** Given task **
Reproduce, word for word, the lines of the records below from the line that contains "of the cracked" through the line that contains "(1077, 131)", including both of those lines.

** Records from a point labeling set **
- - - - - - -
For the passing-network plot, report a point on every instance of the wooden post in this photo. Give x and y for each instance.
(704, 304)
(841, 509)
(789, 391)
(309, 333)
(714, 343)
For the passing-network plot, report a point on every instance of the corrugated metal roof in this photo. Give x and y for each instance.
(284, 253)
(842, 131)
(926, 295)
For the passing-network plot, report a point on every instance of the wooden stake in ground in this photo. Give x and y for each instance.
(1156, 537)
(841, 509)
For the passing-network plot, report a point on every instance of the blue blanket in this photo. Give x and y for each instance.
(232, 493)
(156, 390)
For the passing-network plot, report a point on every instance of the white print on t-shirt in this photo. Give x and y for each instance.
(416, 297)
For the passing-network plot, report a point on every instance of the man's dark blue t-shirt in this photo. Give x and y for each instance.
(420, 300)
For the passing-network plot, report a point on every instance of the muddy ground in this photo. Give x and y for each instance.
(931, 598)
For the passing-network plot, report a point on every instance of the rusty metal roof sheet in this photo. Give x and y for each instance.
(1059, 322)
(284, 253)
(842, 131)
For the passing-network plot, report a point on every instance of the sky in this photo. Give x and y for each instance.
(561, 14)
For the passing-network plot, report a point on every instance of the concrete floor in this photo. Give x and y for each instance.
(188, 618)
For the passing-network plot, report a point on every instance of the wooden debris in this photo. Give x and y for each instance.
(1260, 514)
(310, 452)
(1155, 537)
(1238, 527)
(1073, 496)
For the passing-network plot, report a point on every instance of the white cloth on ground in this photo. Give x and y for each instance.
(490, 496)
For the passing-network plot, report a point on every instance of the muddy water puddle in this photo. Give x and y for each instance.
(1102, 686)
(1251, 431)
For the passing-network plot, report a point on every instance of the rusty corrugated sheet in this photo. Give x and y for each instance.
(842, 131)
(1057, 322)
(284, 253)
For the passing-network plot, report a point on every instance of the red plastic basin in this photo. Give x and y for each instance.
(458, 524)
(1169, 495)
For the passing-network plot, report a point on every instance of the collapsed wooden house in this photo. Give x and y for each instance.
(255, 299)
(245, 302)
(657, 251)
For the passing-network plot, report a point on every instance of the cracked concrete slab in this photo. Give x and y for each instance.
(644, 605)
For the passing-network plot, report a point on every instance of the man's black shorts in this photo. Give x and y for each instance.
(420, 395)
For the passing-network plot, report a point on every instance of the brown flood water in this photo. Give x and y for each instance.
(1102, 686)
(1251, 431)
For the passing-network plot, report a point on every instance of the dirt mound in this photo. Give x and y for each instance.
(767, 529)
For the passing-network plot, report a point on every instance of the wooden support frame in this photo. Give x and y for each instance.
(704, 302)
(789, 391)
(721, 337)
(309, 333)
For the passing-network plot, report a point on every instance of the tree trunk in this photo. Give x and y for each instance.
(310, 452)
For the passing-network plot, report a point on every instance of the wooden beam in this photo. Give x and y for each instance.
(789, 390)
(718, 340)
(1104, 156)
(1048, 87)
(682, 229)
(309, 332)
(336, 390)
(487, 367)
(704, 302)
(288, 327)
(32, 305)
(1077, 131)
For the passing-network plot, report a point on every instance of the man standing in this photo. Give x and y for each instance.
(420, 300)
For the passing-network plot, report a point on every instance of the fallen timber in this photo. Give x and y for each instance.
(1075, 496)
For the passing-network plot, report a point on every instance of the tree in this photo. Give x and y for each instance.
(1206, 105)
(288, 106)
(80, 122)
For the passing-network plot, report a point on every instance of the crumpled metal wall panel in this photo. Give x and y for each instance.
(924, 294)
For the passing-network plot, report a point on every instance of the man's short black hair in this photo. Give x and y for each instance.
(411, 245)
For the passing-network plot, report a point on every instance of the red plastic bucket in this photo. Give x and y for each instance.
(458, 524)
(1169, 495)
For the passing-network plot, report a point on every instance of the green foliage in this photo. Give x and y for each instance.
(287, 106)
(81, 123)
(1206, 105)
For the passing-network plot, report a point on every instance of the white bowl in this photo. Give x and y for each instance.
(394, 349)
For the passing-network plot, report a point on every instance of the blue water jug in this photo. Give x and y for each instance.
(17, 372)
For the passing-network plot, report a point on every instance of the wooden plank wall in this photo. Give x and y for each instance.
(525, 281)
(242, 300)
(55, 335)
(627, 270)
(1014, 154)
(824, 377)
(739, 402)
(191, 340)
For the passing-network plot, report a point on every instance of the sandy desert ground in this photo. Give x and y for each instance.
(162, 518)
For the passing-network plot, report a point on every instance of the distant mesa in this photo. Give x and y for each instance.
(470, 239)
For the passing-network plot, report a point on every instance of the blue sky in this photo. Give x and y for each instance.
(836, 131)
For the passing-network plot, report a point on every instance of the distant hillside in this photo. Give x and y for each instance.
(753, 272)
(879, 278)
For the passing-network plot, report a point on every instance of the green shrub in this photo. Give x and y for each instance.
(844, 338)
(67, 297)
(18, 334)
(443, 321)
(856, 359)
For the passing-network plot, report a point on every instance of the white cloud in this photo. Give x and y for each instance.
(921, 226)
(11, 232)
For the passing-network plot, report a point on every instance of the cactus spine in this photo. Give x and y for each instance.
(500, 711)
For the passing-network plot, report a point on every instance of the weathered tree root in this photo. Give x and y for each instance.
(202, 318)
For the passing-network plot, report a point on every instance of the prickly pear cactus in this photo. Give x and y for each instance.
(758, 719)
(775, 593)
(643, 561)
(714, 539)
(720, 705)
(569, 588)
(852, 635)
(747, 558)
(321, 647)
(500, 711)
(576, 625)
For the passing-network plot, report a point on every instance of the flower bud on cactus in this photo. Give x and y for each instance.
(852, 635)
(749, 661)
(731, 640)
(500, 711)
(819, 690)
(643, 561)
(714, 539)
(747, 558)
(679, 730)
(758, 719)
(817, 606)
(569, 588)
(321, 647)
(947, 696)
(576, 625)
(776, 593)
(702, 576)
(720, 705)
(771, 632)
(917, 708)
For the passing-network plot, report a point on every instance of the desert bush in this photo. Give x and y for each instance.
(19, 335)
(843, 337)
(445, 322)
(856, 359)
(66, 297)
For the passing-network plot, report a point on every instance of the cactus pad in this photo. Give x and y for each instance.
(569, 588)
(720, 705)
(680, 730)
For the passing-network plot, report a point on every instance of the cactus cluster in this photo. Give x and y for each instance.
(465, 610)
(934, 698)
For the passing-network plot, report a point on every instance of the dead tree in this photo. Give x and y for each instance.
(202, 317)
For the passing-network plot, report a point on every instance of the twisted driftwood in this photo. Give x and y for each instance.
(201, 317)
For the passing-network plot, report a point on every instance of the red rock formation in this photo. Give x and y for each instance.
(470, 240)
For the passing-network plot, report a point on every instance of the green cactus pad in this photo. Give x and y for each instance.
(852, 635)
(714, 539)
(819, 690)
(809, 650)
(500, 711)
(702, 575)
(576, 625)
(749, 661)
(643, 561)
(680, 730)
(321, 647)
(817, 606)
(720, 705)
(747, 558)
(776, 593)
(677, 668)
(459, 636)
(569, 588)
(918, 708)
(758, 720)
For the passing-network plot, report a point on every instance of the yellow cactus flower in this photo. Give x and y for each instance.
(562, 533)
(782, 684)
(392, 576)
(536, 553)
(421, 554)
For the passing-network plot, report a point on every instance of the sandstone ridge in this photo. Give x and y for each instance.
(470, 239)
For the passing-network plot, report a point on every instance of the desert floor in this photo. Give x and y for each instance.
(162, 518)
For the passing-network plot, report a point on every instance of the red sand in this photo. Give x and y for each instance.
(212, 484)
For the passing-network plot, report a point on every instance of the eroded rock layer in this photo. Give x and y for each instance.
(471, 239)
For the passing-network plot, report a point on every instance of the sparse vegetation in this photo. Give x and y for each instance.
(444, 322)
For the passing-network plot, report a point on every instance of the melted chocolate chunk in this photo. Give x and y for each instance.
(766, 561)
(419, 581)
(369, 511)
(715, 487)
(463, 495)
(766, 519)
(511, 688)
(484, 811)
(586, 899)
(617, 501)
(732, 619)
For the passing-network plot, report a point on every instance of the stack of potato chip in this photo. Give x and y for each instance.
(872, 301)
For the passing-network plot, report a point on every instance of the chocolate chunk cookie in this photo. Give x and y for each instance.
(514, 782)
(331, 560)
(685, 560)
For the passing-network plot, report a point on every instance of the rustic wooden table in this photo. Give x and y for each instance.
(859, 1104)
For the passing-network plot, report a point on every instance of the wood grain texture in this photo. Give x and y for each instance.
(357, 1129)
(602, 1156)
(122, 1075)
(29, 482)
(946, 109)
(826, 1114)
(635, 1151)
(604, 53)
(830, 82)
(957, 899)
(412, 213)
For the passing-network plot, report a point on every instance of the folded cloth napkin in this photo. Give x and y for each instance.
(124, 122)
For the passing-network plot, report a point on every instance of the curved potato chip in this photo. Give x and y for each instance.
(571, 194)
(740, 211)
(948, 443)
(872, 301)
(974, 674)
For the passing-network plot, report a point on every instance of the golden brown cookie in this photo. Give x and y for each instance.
- - - - - - -
** Response to the exercise **
For the passing-network plot, report a point on every instance of the cracked concrete slab in this photo. Give x and y for each instance.
(644, 605)
For the passing-network plot, report a point on every instance of the man's black shorts in this photo. Give x and y for each instance.
(420, 395)
For the passing-network plot, report a point on every instance of the brown flood water in this photo. Give x and y for each instance.
(1102, 686)
(1251, 431)
For the passing-network plot, report a point on every instance of the dirt mound in this photo. Give x and y for each instance.
(767, 529)
For the passing-network plot, report a point on every instance of the wooden support frame in this photo. Give x and y for each instance.
(704, 302)
(789, 391)
(721, 337)
(309, 333)
For the passing-network plot, report a point on every instance of the tree trunk in this photo. Give x and y for each instance.
(310, 452)
For the passing-network plot, report a point on every instance of the wooden beam in this photo. Give x and y for each instance.
(789, 390)
(718, 340)
(1104, 156)
(1048, 87)
(682, 229)
(309, 332)
(336, 390)
(487, 367)
(704, 302)
(288, 327)
(32, 305)
(1077, 131)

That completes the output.